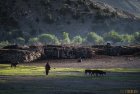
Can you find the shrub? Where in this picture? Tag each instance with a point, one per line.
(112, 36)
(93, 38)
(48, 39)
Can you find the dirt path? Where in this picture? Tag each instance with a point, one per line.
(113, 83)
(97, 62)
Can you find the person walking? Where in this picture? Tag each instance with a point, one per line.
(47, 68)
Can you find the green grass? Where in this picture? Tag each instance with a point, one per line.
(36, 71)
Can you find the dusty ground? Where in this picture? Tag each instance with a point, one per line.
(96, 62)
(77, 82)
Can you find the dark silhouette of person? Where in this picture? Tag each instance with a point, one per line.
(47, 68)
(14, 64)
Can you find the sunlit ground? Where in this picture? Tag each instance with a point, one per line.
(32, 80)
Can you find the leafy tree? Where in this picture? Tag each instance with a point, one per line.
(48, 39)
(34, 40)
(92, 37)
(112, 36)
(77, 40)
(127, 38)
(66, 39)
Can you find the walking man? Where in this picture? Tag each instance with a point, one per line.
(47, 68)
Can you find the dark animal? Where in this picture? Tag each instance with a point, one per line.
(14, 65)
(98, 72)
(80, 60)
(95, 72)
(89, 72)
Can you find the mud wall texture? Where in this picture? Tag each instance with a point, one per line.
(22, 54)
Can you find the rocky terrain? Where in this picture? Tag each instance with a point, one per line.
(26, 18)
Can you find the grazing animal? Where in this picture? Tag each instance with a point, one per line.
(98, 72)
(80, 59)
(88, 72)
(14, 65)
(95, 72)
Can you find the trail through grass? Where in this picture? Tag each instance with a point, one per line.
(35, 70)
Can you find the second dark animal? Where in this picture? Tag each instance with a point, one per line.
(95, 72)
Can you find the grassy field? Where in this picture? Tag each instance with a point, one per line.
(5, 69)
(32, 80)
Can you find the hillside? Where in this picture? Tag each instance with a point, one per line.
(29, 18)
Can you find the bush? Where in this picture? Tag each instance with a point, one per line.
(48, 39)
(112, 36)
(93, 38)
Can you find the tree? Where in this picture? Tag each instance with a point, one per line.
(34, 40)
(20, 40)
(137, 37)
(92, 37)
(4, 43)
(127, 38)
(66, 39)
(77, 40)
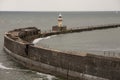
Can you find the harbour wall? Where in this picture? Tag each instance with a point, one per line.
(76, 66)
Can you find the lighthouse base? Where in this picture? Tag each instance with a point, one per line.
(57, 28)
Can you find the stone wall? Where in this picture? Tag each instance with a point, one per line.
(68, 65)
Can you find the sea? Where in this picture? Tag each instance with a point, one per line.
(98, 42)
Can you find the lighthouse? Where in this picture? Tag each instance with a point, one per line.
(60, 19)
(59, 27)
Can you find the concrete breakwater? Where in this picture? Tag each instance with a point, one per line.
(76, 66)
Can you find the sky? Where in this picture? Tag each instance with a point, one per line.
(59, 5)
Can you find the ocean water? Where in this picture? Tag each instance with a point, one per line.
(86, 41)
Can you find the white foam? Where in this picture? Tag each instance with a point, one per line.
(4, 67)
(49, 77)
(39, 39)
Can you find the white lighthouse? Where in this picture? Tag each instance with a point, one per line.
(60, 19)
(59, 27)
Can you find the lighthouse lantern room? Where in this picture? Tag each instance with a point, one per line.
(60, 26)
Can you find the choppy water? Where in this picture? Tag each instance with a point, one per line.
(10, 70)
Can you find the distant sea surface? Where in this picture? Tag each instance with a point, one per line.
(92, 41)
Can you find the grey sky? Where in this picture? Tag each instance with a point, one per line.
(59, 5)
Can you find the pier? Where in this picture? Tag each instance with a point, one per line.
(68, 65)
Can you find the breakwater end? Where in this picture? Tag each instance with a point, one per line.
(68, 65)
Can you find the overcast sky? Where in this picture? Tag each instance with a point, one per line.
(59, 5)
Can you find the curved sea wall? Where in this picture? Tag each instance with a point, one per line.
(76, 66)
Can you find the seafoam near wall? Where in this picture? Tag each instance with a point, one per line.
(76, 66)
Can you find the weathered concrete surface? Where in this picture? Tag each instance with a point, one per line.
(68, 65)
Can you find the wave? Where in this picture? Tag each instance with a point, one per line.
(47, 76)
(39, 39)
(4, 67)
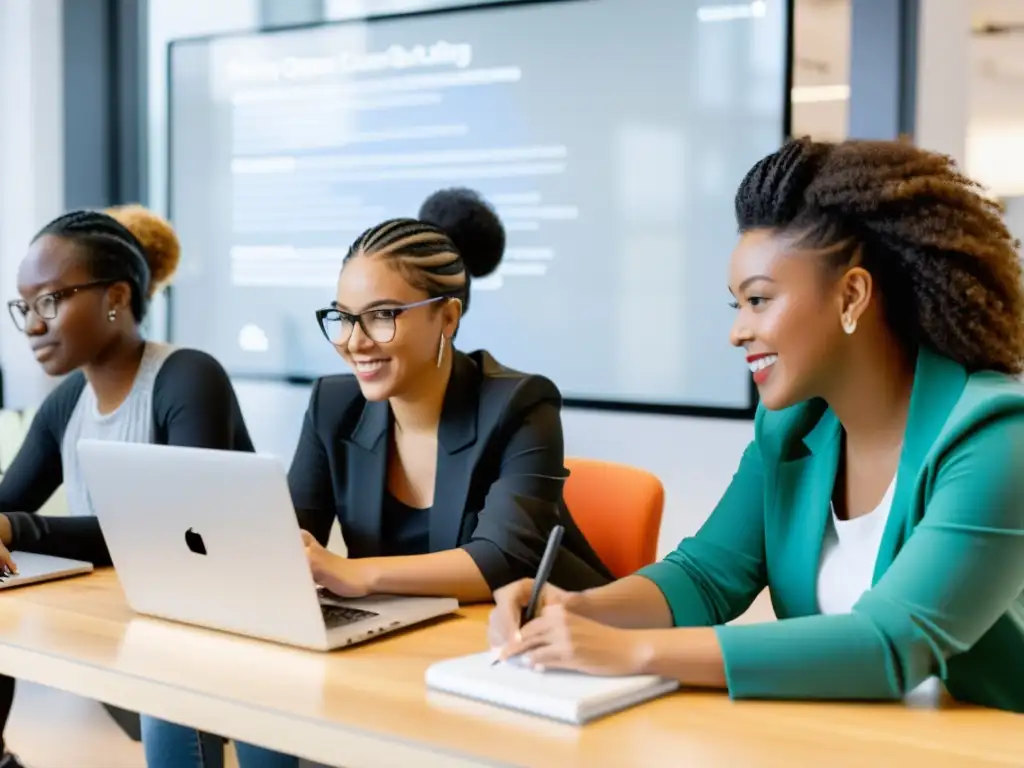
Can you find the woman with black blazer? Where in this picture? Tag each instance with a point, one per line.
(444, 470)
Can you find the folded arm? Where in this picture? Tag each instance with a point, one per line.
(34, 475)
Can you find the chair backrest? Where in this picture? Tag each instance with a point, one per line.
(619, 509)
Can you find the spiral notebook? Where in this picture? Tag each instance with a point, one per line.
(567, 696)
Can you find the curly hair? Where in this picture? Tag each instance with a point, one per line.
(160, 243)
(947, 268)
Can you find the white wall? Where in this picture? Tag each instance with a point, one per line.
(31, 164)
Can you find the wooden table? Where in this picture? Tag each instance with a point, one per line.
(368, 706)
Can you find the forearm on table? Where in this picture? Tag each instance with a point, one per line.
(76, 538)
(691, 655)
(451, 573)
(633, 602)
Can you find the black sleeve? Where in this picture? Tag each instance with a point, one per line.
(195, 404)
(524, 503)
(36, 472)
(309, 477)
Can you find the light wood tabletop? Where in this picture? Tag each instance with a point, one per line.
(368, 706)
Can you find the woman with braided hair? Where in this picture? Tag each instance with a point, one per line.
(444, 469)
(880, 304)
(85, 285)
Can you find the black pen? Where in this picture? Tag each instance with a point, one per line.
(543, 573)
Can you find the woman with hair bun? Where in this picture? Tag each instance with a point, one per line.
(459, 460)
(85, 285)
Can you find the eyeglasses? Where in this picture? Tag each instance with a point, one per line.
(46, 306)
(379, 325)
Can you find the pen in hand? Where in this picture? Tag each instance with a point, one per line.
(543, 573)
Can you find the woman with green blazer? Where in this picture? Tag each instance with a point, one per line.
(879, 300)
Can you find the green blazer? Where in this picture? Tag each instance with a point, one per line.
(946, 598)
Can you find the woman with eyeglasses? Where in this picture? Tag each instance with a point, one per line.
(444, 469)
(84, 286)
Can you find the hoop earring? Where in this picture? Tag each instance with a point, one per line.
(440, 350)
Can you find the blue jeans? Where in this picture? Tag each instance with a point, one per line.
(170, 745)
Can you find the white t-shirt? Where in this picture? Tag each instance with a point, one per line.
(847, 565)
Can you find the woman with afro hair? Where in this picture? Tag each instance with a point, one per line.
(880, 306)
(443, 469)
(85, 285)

######

From the line holding "Can you find the woman with green" down to the final line above, quote every line exactly and only those lines.

### SOLUTION TO THIS TASK
Can you find the woman with green blazer? Where in this picture? Tag each instance with a point, one per line.
(879, 300)
Can you find the green blazer? Where in this picture? Tag each instance with a point, one per line.
(946, 598)
Can you find the woman with eyeglasses? Where in this picture? Tag each instance with a point, one per line.
(444, 469)
(84, 286)
Can you find the hoop earring? Where in this picture? Tag each instance with a point, one per line.
(440, 350)
Can you find the blue jeans? Where in this picture? Tag each instance with a point, one per line.
(170, 745)
Can you find the white t-shirt? Where in this picture? Tag each instance with a point, one per line.
(847, 565)
Can you find the woman with afro hair? Where in this picture? Tag each instance with a point, one per line.
(880, 306)
(443, 469)
(85, 285)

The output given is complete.